◆ WRITTEN EXERCISE
Could you change every "referee" in the records below to "official" and keep everything else the same?

◆ DATASET RECORDS
--- BEGIN ---
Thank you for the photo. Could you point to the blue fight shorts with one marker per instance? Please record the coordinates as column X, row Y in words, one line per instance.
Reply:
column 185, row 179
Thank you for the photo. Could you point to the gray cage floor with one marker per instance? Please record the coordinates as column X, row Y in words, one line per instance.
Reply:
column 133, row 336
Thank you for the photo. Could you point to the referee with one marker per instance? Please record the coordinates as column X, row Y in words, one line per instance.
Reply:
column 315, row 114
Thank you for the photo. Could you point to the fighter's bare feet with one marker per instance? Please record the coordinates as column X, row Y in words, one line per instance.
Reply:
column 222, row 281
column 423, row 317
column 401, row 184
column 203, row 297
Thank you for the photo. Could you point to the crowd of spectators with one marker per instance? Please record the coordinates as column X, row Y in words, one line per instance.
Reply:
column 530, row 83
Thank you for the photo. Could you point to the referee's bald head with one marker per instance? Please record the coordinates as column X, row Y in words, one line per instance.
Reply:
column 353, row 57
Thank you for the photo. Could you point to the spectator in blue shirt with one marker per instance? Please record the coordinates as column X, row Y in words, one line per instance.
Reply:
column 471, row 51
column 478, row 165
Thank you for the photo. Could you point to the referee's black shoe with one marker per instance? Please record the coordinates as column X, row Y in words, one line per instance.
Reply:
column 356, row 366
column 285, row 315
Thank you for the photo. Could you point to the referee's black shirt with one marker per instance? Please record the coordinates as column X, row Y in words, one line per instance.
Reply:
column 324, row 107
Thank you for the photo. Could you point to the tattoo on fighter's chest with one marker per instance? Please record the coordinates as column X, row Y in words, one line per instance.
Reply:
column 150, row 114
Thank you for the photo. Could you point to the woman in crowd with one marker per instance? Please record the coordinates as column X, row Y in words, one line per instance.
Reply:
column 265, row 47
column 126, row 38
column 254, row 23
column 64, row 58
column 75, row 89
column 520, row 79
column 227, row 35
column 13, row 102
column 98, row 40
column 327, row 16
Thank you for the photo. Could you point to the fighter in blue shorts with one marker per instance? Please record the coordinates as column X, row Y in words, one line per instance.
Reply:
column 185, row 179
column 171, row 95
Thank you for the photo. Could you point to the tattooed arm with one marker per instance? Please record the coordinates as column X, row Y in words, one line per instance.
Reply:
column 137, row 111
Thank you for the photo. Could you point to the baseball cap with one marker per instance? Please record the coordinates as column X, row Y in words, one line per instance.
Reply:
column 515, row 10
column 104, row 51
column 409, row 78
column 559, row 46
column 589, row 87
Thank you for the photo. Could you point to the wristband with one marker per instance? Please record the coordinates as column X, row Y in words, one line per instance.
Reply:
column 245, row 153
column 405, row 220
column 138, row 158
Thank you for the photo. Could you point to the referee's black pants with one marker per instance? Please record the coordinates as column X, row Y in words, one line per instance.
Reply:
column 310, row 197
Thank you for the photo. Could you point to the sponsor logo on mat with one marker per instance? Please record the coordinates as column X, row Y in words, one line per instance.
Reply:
--- END ---
◆ OUTPUT FOR THIS EXERCISE
Thank you for the photo. Could you point to the blue fight shorts with one marker per instance? Please record the coordinates as column X, row Y in words, one line per instance.
Reply:
column 185, row 179
Thank you for the photo. Could you point to the gray cage floor with one marker per instance? Please record the coordinates as column X, row Y in words, one line per instance.
Reply:
column 133, row 336
Thank you for the photo. Could you point to the official with one marker per instance? Please record the coordinates as column X, row Y in words, one line per instance.
Reply:
column 315, row 114
Thank you for the photo. Could you point to the fighter's bare feet with one marker per instance? Please record the coordinates as column X, row Y in words, one line per instance.
Reply:
column 222, row 281
column 423, row 317
column 401, row 184
column 203, row 297
Thank you for the photo. Could you point to the crowd of spectators with one marker per instance? Please record the coordinates as column X, row Y in words, one line per instance.
Reply:
column 530, row 83
Thank you for the photo. Could you point to the official's bald head with one marker per instance? Please record the coordinates as column X, row Y in words, one line per instance.
Reply:
column 353, row 57
Thank you for the photo. Could you point to the spectator in blue shirt with one marker per instance? Please record the coordinates as column X, row Y in words, one line per instance.
Reply:
column 471, row 51
column 478, row 165
Thank you for the photo. Could you point to the official's black shoe with one marker per instance? Please record the coordinates as column X, row Y in words, one line per instance.
Reply:
column 356, row 366
column 285, row 315
Thank you for the photo. Could you point to the official's black shirt with one marker per instance? Please record the coordinates as column X, row Y in words, one line per instance.
Reply:
column 324, row 107
Thank you for the photo. Could you point to the tattoo on fighter's chest with one marker per instance? Please record the coordinates as column X, row Y in words, one line per instance.
Reply:
column 150, row 114
Thank you for the photo. Could you point to the woman in crowd with one marker per instance? Please record the coordinates as column X, row Y in words, one line per instance.
Reply:
column 265, row 47
column 126, row 38
column 254, row 23
column 64, row 58
column 75, row 89
column 520, row 79
column 227, row 35
column 13, row 102
column 98, row 40
column 327, row 16
Thank you for the photo. Could you point to the fighter in blue shorts with one marker per instance? Please record the coordinates as column X, row Y in words, one line per instance.
Reply:
column 185, row 179
column 171, row 95
Thank you for the photo. Could you point to the tattooed arm with one marker per instance? Please record the coordinates as column X, row Y in words, one line per instance.
Reply:
column 137, row 111
Thank you for the photo. Could you point to the baseball cap with one marker per instance? Please record the coordinates as column X, row Y in words, one line per instance.
Reply:
column 515, row 10
column 104, row 51
column 409, row 78
column 559, row 46
column 589, row 87
Thank you for the photo. Could you point to the wristband with one marker per instance? Please record the coordinates as column X, row Y in words, one line per instance.
Reply:
column 245, row 153
column 405, row 220
column 138, row 158
Thank you for the photo. Could you point to the official's black pants with one marker per instance? Please record the coordinates as column X, row Y in words, one line per instance.
Reply:
column 310, row 197
Thank you for the photo. Could you point to the sponsor logo on mat with one marker per instance? Please record the coordinates as column X, row Y in words, one line per instance.
Reply:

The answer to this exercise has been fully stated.